**YOUR INSTRUCTIONS**
Skip the pictures and quote all of the lines exactly.

(Image point annotation entries)
* * *

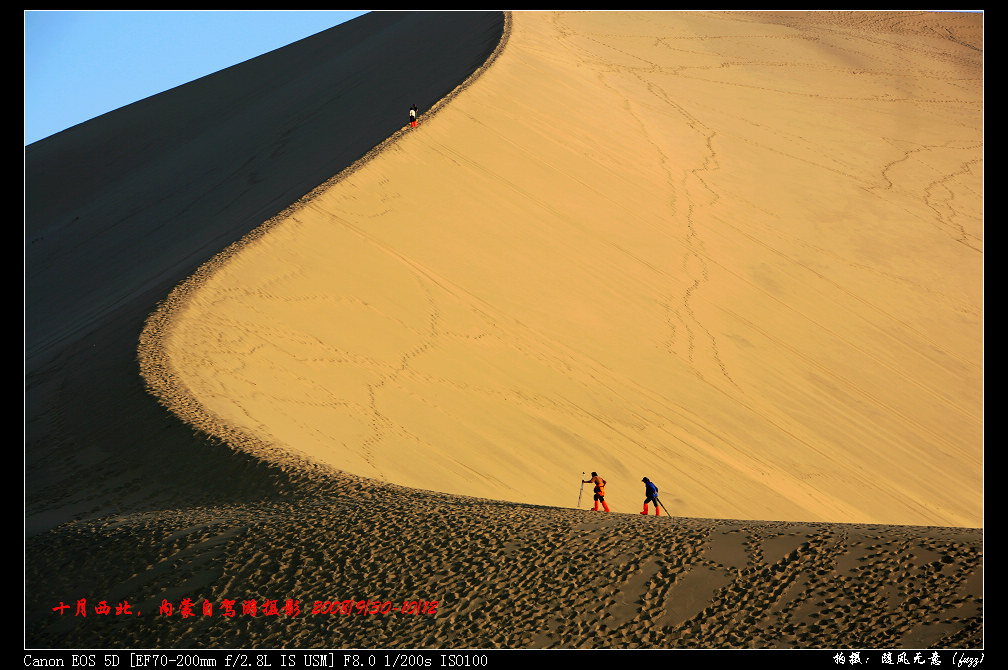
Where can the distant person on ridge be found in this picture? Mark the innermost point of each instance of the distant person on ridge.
(650, 496)
(600, 491)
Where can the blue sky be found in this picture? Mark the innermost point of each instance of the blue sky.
(79, 64)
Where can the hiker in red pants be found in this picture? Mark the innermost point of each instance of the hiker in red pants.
(600, 491)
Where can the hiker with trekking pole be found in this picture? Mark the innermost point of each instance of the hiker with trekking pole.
(600, 491)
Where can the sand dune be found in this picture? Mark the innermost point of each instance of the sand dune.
(740, 253)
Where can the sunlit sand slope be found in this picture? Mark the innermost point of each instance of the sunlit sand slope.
(738, 253)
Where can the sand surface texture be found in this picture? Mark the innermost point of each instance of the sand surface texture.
(739, 253)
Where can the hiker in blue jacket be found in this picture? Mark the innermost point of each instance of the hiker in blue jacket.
(650, 496)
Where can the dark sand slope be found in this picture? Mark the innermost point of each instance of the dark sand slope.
(125, 504)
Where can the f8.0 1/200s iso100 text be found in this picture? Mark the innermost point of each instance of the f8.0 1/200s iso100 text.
(415, 660)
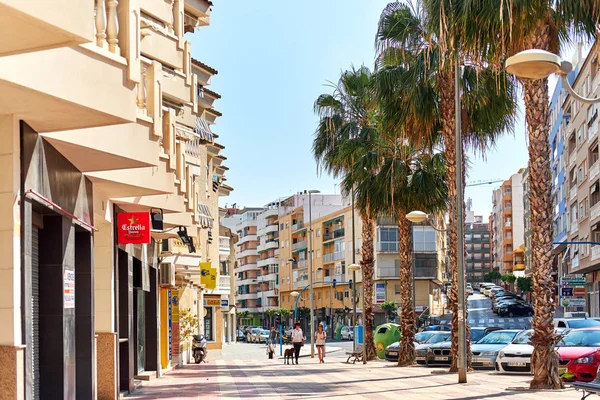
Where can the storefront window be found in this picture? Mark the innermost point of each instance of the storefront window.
(208, 324)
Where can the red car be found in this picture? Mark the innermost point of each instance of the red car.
(579, 355)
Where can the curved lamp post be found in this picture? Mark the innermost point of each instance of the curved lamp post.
(538, 64)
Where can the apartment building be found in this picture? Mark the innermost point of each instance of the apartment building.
(110, 192)
(507, 228)
(478, 243)
(580, 124)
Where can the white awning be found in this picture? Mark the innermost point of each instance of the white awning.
(206, 220)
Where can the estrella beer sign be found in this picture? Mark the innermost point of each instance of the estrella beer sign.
(133, 228)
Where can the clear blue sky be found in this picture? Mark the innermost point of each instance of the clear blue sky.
(274, 58)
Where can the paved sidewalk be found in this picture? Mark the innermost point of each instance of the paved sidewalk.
(270, 379)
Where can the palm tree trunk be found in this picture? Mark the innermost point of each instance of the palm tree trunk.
(367, 263)
(448, 128)
(544, 360)
(407, 354)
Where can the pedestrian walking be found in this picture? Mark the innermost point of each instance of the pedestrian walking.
(320, 337)
(270, 349)
(297, 340)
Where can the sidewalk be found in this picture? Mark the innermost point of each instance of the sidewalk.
(262, 379)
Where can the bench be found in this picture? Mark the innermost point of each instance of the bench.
(355, 355)
(588, 388)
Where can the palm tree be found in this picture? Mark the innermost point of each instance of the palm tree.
(415, 83)
(416, 180)
(347, 122)
(491, 31)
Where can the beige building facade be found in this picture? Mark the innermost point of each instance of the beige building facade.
(104, 111)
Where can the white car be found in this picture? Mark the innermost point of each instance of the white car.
(347, 333)
(516, 357)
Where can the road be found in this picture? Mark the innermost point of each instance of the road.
(480, 314)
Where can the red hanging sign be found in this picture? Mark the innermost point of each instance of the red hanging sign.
(133, 228)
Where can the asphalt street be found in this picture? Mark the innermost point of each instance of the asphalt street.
(480, 314)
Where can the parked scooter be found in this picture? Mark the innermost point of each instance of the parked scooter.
(199, 348)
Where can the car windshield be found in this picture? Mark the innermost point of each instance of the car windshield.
(498, 337)
(584, 338)
(437, 338)
(422, 337)
(583, 323)
(476, 335)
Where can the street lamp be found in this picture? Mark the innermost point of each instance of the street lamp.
(354, 268)
(310, 272)
(419, 217)
(538, 64)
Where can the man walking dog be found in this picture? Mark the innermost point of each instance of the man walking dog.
(297, 340)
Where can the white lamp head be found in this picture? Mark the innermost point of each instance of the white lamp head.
(354, 267)
(536, 64)
(416, 216)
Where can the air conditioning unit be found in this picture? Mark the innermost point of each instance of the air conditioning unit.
(167, 275)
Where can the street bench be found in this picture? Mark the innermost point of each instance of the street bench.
(588, 388)
(355, 355)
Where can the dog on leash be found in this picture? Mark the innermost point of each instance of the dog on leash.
(288, 355)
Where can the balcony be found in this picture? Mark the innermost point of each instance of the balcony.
(594, 171)
(595, 253)
(338, 233)
(387, 247)
(595, 211)
(299, 245)
(573, 193)
(331, 257)
(338, 278)
(225, 282)
(33, 25)
(574, 227)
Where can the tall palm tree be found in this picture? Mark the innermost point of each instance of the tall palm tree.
(491, 32)
(341, 147)
(415, 83)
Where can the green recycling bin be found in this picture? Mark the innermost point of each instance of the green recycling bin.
(338, 332)
(385, 335)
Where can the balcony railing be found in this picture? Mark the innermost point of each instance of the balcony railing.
(338, 255)
(334, 235)
(299, 245)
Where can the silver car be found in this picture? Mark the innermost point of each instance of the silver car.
(486, 350)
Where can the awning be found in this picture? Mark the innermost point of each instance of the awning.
(203, 130)
(206, 220)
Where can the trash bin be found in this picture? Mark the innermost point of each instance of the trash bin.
(338, 332)
(385, 335)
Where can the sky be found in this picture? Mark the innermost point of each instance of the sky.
(274, 58)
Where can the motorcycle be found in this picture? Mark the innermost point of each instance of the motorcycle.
(199, 348)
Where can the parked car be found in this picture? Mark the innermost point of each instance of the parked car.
(576, 323)
(487, 348)
(515, 309)
(347, 333)
(391, 351)
(439, 354)
(579, 354)
(516, 357)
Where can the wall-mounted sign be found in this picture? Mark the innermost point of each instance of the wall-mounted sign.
(133, 228)
(212, 302)
(208, 275)
(69, 288)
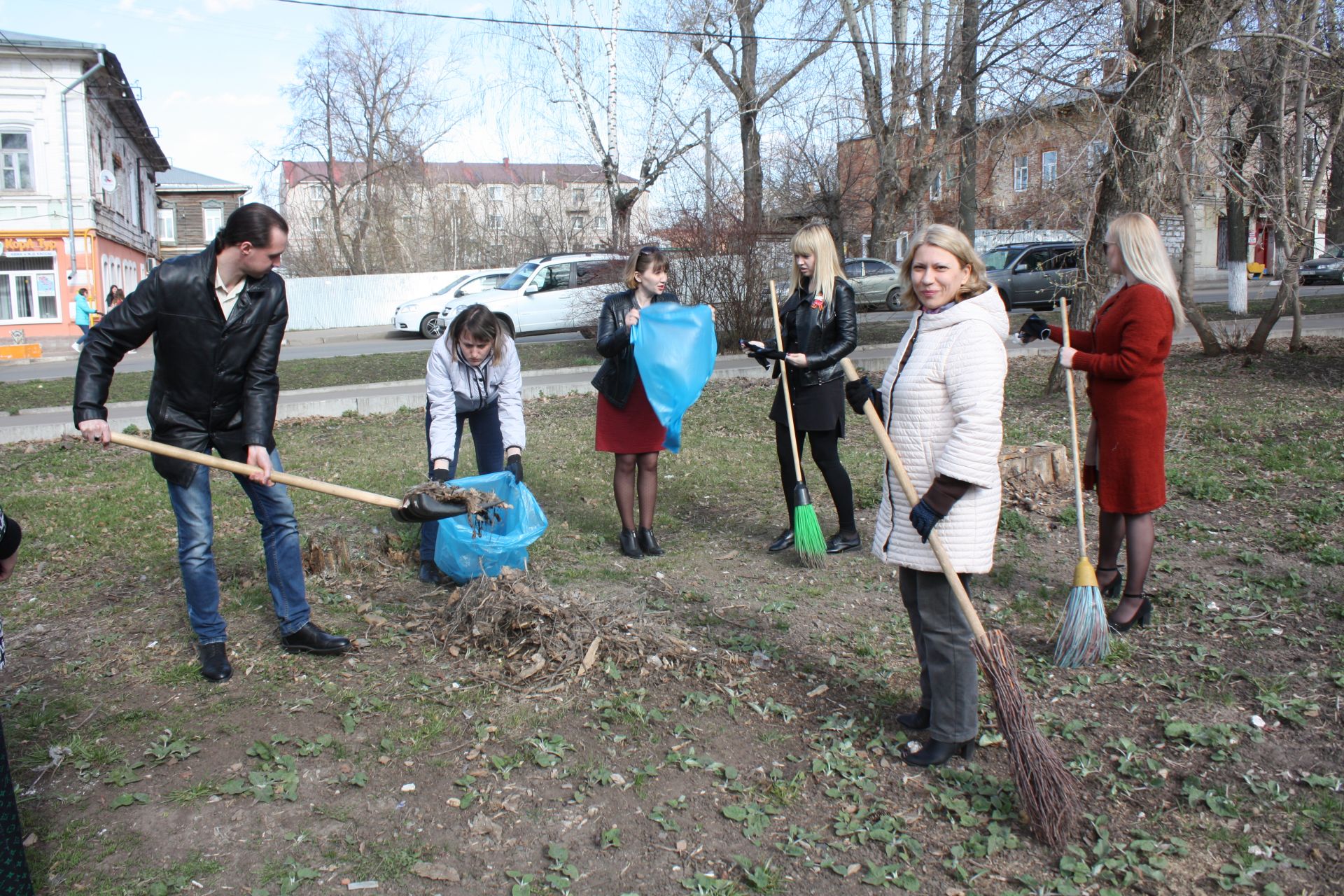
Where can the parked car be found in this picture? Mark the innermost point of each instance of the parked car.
(425, 314)
(875, 281)
(552, 293)
(1034, 274)
(1327, 269)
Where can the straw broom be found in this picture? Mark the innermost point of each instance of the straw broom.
(1047, 793)
(1084, 631)
(806, 531)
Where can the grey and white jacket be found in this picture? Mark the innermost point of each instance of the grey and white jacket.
(456, 387)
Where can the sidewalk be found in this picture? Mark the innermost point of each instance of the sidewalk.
(386, 398)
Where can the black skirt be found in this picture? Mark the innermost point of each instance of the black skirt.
(816, 409)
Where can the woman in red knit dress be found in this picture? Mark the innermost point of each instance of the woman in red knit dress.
(1124, 358)
(626, 425)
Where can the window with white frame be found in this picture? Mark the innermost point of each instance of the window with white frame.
(1049, 166)
(15, 160)
(168, 225)
(211, 219)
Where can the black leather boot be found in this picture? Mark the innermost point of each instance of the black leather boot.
(936, 752)
(214, 662)
(631, 545)
(648, 543)
(312, 638)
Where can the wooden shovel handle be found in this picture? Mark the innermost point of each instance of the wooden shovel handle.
(248, 469)
(913, 498)
(784, 383)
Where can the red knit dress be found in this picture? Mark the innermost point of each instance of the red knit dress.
(1124, 359)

* * *

**ANSWER FOR THIS EXERCISE**
Where can the distant person on ridge be found in this picture? Mark the innermost point of each instance of the distant person on ridge.
(650, 496)
(600, 491)
Where can the blue sky be found in this picture? Mark the innermost point of each instance of the blue sky.
(79, 64)
Where can the hiker in red pants be found in this picture? Mark the innermost point of each instance of the hiker in red pants.
(600, 491)
Where can the hiker with trekking pole be found in this picture? Mark the innermost point of each instance of the hiker with trekking pole.
(600, 491)
Where can the sand dune be found in this picture? Mark the innermost point of each instance of the sand dune.
(740, 253)
Where can the sunlit sand slope be found in this picture? Mark the innermost point of each instance of the sunlit sand slope.
(738, 253)
Where can the sand surface texture be found in this picture? Mark the innermost point of each instance of the sand surface texture.
(739, 253)
Where can the hiker in blue jacket be found in this picture? Mark the innermost point of each instance of the hiker in blue jacket.
(650, 496)
Where can the dark sand slope be found in this picture? Mark the innermost point of each instance of the dark sand slope.
(125, 504)
Where can the f8.0 1/200s iso100 text be found in this picture? Mark the innermost point of each instance of the f8.0 1/200s iso100 text.
(415, 660)
Where can the storefront window be found in this picture? Mark the innermost point of each instance of the storefront window.
(208, 324)
Where can the red car be found in this picture? Mark the innermost point of each instance of the red car.
(579, 355)
Where can the curved lamp post be found in this picture? Mark the innermost point of each instance of the curved lamp post.
(538, 64)
Where can the apartment building be found in this picture? Mark the innermost point of each instance of the apartment building.
(110, 192)
(507, 228)
(478, 243)
(580, 124)
Where can the white awning be found in this picture? Mark the innermost point of each instance of the white awning.
(206, 220)
Where can the estrella beer sign be found in this picture? Mark the innermost point of each instance of the estrella beer sign.
(133, 228)
Where can the clear blue sky be found in this picture? Mark the innermost point of each instance of the clear blue sky.
(274, 58)
Where can the paved sidewalk be found in this picture? Mark the innermost point of each instance of the paved sidewalk.
(270, 379)
Where can the palm tree trunk be found in this picture? Mark the innermost point of each instance of the palm tree trunk.
(367, 263)
(448, 128)
(544, 360)
(407, 354)
Where can the pedestrian walking be found in this picture? Mark the innermost point of each instance of the pedestrian walking.
(320, 337)
(270, 349)
(297, 340)
Where can the sidewalk be found in this picture? Mark the innermost point of each instance of the sidewalk.
(262, 379)
Where can the bench be found in this picture? Mark the innermost point of each instance of the bench.
(355, 355)
(588, 388)
Where can the palm tree be found in this picture? Mark the innermost point of each instance of the palm tree.
(415, 83)
(416, 180)
(347, 122)
(491, 31)
Where can the beige building facade be found in this picture? Mark the innermost point of each instance of the beige building facade.
(104, 111)
Where can the white car be found in this picture? Mark the innermost point of each instance of the white car.
(347, 333)
(516, 357)
Where can the road be found in this picture? Mark the innermost point of each instance of the road.
(480, 314)
Where can the red hanging sign be found in this picture? Mark the innermost point of each instance of the red hanging sign.
(133, 228)
Where can the asphalt street be found in this picture? Mark the innermost point of each instance of the asphalt street.
(480, 314)
Where can the parked scooter be found in this picture? Mark the innermost point of each instance of the parked scooter.
(199, 348)
Where can the car windshield be found in this picture? Mark the innermost point of each instance of the car windshield.
(498, 337)
(584, 338)
(437, 338)
(422, 337)
(583, 323)
(476, 335)
Where can the street lamp be found in this picture? Mark the innermost point of each instance of the street lamp.
(354, 268)
(310, 272)
(419, 217)
(538, 64)
Where can the man walking dog be found in this picture? Mark the innermost point of each instance of the man walking dog.
(297, 340)
Where can the white lamp head be found in this picture? Mark the innermost point of each instance of the white lamp head.
(354, 267)
(536, 64)
(416, 216)
Where can the air conditioning unit be found in this picture? Mark the innermost point of each instance of the air conditioning unit.
(167, 275)
Where can the street bench be found in this picture? Mark the innermost point of each instance of the street bench.
(588, 388)
(355, 355)
Where can the dog on leash be found in this picture? Mark the innermost point of each instance of the dog on leash.
(288, 355)
Where can the balcony be found in this picture? Mark the innermost point of each instance of the balcony.
(594, 171)
(595, 253)
(338, 233)
(387, 247)
(595, 211)
(299, 245)
(573, 193)
(331, 257)
(338, 278)
(225, 282)
(33, 25)
(574, 227)
Where can the tall palm tree be found in this picture? Mark the innermost point of each instance of the tall palm tree.
(491, 32)
(341, 147)
(415, 83)
Where can the green recycling bin be found in this picture? Mark the innermost point of each instance of the green recycling bin.
(338, 332)
(385, 335)
Where can the balcony railing be found in this picture? Mark the innermost point of each instance of the balcony railing.
(338, 255)
(334, 235)
(299, 245)
Where can the silver car be found in this picture? Mark the innermost point of each instance of the silver car.
(486, 350)
Where can the awning be found in this picture? Mark the innermost point of each instance of the awning.
(203, 130)
(206, 220)
Where can the trash bin be found in this picture? Mark the innermost point of each instance of the trash bin.
(338, 332)
(385, 335)
Where can the sky be found in this picture? Mark the innermost point of each instance of the sky.
(274, 58)
Where can the motorcycle be found in this picture? Mark the innermost point of each instance of the motorcycle.
(199, 348)
Where can the parked car be found in this picture? Mark the innermost point of each instance of the parked car.
(576, 323)
(487, 348)
(515, 309)
(347, 333)
(391, 351)
(439, 354)
(579, 354)
(516, 357)
Where can the wall-mounted sign be found in this picture? Mark the innermost point of each instance of the wall-mounted sign.
(133, 228)
(212, 302)
(208, 275)
(69, 288)
Where can the parked car be found in this picture? Mark the innermost point of each instance of the parked car.
(425, 314)
(875, 281)
(552, 293)
(1034, 274)
(1327, 269)
Where can the straw broom be found in this picture? Mark the innermost point of each instance of the straw broom.
(1047, 793)
(1084, 631)
(806, 531)
Where can the grey and white jacket be found in this picture? Mark the innermost point of each instance of the grey and white jacket.
(456, 387)
Where can the sidewalk be found in this picture? Mark the innermost point of each instance of the sidewalk.
(386, 398)
Where can the black skirt be found in this picture? Mark the innermost point of each instance of the black skirt.
(816, 409)
Where can the woman in red knit dress be found in this picture? Mark the innermost point of each instance of the woman in red knit dress.
(1124, 358)
(626, 425)
Where can the window with white frame be found in this picture? Mark the innermost point of each instance of the window with white frame.
(1049, 166)
(15, 160)
(168, 225)
(211, 219)
Where can the black leather boot be found in this picture? Mark the innermost point of each instance of the black leather boot.
(936, 752)
(214, 662)
(631, 545)
(648, 543)
(312, 638)
Where can the wooden shovel handle be found in this picture? Mark the innermost point of each instance of the wooden shovel handle.
(248, 469)
(913, 498)
(784, 383)
Where can the red knit dress be found in this picture? Mark the innermost point of each instance of the red knit dress.
(1124, 359)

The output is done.